PASSAGE section start
Welcome Spring 2025 Students!

Lab#

Remember, all assignments are due at 11:59 PM (Philadelphia time) on the Sunday of each instructional week.

Learning Objectives#

At the end of this learning activity you will be able to:

  • Employ pg.chi2_independence to estimate the correlation between two categorical variables.

  • Practice testing variables for normality.

  • Employ pg.ttest, pg.anova, and pg.kruskal to look for differences in a dependent variable between different categorical variables.

Introduction#

In this lab you will explore the effects of antiretroviral medications on neurological impairment. In this cohort, we have two major drug regimens, d4T (Stavudine) and the newer Emtricitabine/tenofovir (Truvada). The older Stavudine is suspected to have neurotoxic effects that are not found in the newer Truvada.

In order to evaluate this effect, the participants in this cohort have completed an extensive neuropsychological exam that measures each 6 domains of neurocognition:

  • Processing Speed

  • Executive Function

  • Language

  • Visuospatial processing

  • Learning and Memory

  • Motor Function

Each of these domains is measure by a number of tests. The results of these tests are then compared to demographically matched individuals (age, race, gender, and education) in order to scale the values appropriately.

These values are on a Z-scale. A z-scale is a tranformation such that the mean is 0 and the standard deviation is 1. Therefore a person with a motor_domain_z = 0 are performing at the average of matched individuals. A person with motor_domain_z = -1 is performing 1 standard deviation below the average of matched individuals.
PASSAGE section end
AVAILABLE DATA section start
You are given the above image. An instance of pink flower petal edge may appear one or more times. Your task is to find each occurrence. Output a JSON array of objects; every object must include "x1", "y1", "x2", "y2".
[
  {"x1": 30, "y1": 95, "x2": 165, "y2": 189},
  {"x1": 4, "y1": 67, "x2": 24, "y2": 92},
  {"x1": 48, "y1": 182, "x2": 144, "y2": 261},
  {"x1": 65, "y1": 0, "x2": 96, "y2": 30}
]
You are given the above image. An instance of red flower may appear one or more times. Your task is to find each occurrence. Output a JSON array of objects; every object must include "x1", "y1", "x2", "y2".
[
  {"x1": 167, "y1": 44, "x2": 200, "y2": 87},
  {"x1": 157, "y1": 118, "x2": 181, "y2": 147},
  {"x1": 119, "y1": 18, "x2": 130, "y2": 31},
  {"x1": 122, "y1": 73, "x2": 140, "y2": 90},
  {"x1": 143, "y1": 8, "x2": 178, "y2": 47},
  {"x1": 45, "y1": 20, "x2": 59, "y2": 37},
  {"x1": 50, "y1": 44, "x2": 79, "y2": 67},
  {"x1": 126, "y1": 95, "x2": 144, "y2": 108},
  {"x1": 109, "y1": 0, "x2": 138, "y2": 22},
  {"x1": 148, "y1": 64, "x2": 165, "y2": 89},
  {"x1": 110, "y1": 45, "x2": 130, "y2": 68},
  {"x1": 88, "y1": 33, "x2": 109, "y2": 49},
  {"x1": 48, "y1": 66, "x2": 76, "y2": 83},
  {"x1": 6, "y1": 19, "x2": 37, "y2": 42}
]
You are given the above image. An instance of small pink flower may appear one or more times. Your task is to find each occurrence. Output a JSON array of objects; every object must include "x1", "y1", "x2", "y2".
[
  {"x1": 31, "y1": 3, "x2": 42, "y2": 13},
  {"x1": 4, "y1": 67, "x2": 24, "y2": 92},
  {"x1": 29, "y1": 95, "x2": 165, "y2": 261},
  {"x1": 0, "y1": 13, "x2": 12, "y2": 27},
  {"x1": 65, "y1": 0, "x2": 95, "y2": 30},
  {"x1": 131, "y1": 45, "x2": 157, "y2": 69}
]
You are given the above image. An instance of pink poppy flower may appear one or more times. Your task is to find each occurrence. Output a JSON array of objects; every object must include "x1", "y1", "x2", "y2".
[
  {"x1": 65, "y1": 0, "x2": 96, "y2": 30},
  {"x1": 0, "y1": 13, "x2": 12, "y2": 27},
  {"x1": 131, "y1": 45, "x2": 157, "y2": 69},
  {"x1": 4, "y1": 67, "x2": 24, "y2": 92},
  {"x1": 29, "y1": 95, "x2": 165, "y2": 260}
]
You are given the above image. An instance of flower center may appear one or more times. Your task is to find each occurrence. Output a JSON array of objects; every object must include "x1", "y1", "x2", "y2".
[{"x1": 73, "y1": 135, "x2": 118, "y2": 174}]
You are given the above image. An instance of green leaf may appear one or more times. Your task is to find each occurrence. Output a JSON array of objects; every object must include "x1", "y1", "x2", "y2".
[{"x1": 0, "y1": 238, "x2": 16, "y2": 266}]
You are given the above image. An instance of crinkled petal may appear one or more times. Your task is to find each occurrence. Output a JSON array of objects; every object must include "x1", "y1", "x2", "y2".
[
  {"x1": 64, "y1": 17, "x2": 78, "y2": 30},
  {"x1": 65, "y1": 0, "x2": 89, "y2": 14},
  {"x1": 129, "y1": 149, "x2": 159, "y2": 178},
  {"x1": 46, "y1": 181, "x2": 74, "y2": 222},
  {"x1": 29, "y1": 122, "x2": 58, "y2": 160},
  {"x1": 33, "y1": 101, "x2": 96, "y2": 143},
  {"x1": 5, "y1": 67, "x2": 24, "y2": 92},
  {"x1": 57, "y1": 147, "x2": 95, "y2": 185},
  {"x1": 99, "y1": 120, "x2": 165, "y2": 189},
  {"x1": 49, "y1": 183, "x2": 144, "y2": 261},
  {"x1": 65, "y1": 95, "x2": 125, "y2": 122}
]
AVAILABLE DATA section end
AVAILABLE DATA section start
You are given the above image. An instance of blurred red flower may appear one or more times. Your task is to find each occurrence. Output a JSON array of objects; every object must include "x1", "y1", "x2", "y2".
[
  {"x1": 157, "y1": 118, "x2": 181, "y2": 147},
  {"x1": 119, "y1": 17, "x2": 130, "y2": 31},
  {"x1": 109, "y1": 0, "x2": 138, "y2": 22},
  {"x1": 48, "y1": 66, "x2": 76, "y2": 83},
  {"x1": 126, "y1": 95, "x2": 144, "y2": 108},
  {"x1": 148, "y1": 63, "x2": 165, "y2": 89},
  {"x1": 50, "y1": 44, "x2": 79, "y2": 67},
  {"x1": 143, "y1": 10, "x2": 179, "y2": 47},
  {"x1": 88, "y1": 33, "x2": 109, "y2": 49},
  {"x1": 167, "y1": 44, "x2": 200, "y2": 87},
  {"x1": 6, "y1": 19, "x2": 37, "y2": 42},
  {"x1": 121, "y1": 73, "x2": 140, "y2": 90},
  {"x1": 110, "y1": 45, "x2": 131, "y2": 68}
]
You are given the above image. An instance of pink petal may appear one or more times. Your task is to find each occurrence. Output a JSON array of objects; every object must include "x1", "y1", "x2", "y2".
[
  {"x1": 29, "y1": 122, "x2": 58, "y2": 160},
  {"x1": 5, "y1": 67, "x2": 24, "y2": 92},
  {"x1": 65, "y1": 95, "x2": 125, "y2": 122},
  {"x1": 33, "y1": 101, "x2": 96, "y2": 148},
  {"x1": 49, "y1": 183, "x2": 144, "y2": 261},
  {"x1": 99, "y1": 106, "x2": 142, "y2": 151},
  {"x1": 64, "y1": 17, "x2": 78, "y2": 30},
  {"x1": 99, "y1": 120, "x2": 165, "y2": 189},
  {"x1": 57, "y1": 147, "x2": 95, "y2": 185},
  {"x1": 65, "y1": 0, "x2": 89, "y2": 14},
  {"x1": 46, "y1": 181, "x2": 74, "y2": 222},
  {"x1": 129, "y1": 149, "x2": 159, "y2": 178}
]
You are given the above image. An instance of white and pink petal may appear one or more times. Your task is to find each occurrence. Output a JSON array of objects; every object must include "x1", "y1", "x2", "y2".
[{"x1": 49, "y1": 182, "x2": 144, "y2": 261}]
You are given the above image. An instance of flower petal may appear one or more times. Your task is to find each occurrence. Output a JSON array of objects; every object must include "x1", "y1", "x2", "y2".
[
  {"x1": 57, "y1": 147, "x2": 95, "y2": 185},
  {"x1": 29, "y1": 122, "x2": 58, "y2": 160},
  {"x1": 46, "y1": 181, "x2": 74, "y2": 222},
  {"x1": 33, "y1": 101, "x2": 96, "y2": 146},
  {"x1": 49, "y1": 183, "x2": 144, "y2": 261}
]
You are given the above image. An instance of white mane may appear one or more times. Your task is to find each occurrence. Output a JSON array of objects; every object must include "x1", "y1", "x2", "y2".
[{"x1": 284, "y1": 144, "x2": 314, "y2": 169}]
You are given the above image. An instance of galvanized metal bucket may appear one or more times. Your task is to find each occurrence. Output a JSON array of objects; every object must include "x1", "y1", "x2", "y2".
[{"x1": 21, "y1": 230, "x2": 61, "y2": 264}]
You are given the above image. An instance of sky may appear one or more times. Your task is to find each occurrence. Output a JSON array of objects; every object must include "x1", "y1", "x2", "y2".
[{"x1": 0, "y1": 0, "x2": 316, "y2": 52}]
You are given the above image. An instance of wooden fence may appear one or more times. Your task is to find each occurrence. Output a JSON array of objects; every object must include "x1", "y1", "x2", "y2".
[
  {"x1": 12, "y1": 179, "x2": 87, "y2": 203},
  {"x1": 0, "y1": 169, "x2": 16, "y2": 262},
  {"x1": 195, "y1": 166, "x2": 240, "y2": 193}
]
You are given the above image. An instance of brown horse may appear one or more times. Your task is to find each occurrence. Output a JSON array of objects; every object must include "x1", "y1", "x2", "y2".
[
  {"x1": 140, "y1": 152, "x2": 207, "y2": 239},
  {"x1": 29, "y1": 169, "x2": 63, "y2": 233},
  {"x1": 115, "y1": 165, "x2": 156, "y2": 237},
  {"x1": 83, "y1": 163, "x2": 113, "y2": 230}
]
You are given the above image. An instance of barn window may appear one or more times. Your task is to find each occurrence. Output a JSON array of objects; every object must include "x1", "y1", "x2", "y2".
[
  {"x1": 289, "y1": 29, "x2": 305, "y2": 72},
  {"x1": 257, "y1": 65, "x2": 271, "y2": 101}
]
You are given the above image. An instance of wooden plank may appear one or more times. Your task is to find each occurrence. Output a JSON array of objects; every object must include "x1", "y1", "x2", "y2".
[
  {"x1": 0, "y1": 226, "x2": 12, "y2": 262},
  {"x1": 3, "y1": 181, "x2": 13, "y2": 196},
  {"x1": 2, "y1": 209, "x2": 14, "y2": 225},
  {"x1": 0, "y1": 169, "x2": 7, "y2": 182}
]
AVAILABLE DATA section end
• [TASK TO CARRY OUT]:
Continue the lab introduction on antiretroviral drugs and neurocognitive Z-scores, starting after its last sentence.

• [ANSWER TO THIS EXERCISE]:
This leads to a scale of:

  • Z < -2 : Significant impairment

  • -2 < Z < -1 : Mild impairment

  • Z > -1 : No evidence of impairment

import numpy as np
import seaborn as sns
import pandas as pd
import matplotlib.pyplot as plt

import pingouin as pg

%matplotlib inline
data = pd.read_csv('hiv_neuro_data.csv')
data['education'] = data['education'].astype(float)
data.head()

Q1: How many participants are suffering from impairment?#

Using the thresholds above, create a bar-chart which shows the number of individuals with mild or moderate impairment for each of the domains.

# Generate a figure
q1_plot = ...
# Which column has the most impaired individuals in this cohort?

q1_most_impaired = ...
grader.check("q1_impaired_bar")

Q2: Is Visuospatial impairment linked with ART therapy?#

Using the thresholds above, binarize indivduals based on their visuospatial_domain_z into impaired and non-impaired. Then, use a chi2 test to measure the linkage between this and the ART therapy of the individual.

# Create a countplot which visualizes this comparison


# Generate a figure showing this comparison
q2_plot = ...
# Perform a chi2 test
# Is there a linkage between Visuospatial impairment and ART regimen? 'yes' or 'no'
q2_linkage = ...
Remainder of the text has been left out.